▽

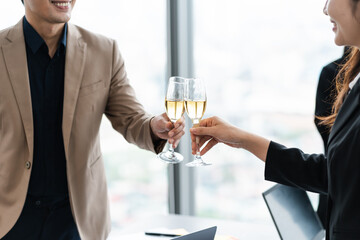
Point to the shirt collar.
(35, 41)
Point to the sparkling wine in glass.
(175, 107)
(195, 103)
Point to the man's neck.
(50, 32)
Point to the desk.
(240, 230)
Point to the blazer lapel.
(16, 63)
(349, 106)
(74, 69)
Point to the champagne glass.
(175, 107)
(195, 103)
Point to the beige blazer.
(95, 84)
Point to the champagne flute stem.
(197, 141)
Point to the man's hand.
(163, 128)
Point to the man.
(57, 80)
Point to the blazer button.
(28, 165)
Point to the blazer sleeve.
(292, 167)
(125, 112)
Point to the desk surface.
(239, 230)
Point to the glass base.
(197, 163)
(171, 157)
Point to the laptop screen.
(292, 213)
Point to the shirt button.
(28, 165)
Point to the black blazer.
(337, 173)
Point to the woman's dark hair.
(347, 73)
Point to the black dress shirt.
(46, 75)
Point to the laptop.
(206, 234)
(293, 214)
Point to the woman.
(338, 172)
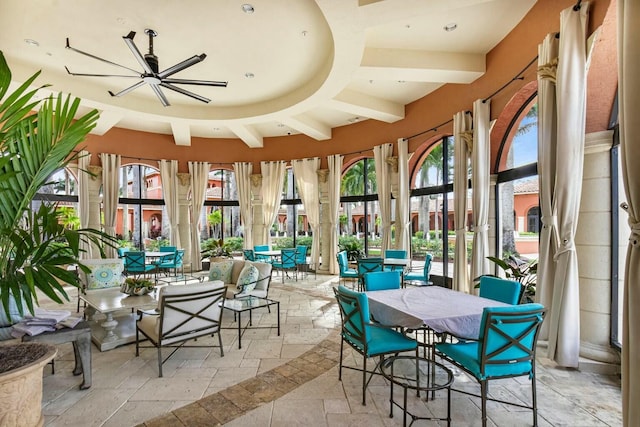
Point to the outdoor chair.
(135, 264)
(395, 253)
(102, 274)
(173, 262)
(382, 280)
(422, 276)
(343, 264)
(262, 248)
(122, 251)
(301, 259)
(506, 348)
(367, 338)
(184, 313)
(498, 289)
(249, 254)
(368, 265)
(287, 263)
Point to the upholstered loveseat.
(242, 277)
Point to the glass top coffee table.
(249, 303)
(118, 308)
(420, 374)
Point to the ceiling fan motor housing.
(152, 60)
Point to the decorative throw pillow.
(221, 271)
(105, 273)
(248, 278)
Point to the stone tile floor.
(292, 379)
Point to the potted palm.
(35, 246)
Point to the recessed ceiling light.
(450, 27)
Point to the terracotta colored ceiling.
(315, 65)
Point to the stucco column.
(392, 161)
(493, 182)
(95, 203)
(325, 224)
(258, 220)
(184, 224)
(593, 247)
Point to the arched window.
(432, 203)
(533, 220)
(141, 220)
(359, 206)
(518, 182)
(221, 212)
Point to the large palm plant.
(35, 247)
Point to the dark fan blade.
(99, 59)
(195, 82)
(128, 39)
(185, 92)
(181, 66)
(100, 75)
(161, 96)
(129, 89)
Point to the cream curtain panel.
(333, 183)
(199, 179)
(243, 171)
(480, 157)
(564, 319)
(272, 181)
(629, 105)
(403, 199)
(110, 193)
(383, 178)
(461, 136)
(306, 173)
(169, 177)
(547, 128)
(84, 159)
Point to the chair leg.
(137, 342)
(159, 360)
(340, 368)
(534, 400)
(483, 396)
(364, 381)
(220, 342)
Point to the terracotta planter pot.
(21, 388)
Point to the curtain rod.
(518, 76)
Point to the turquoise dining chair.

△
▽

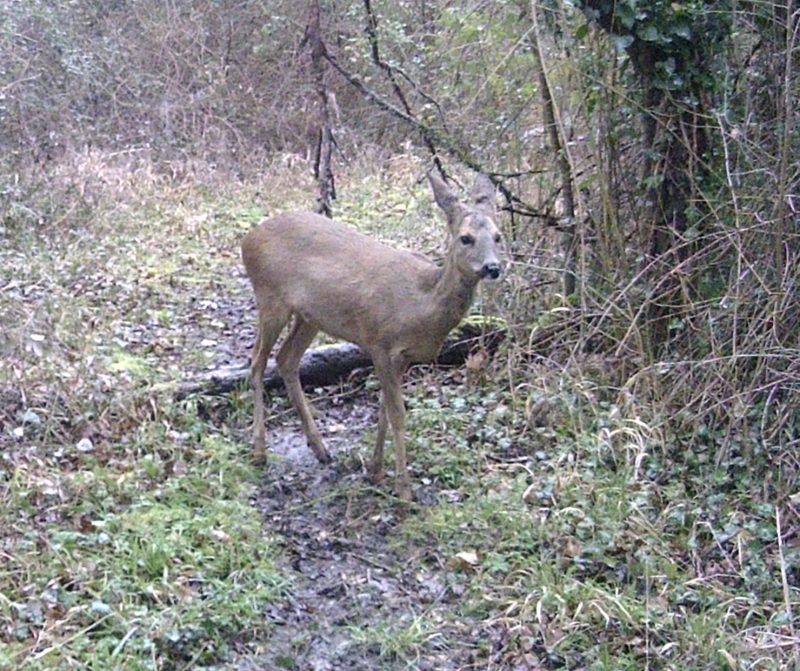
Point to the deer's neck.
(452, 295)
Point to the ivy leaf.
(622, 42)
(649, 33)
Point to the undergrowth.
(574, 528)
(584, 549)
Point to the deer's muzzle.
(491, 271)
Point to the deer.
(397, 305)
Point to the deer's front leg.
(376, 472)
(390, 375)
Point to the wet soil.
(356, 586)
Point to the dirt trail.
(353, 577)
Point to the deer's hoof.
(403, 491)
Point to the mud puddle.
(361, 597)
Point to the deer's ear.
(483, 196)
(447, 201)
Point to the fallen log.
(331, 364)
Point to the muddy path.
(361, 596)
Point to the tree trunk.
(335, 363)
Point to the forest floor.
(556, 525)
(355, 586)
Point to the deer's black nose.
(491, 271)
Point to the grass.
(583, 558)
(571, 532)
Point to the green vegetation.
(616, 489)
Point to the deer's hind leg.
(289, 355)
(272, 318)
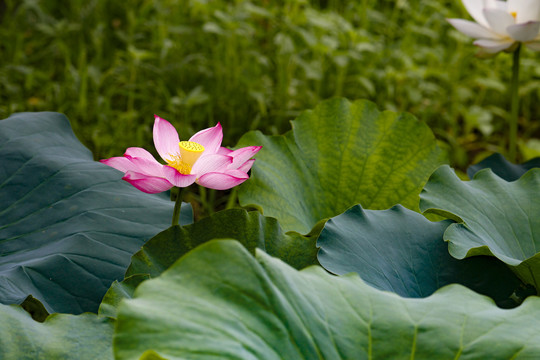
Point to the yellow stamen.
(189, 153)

△

TASK OBJECTIVE: Return every line from the items above that contains the word "blazer", copying each line in full.

EXERCISE RESULT:
Point to the blazer lapel.
Point to the beige blazer.
Point to the blazer button.
Point to the blazer sleeve.
Point to the black blazer.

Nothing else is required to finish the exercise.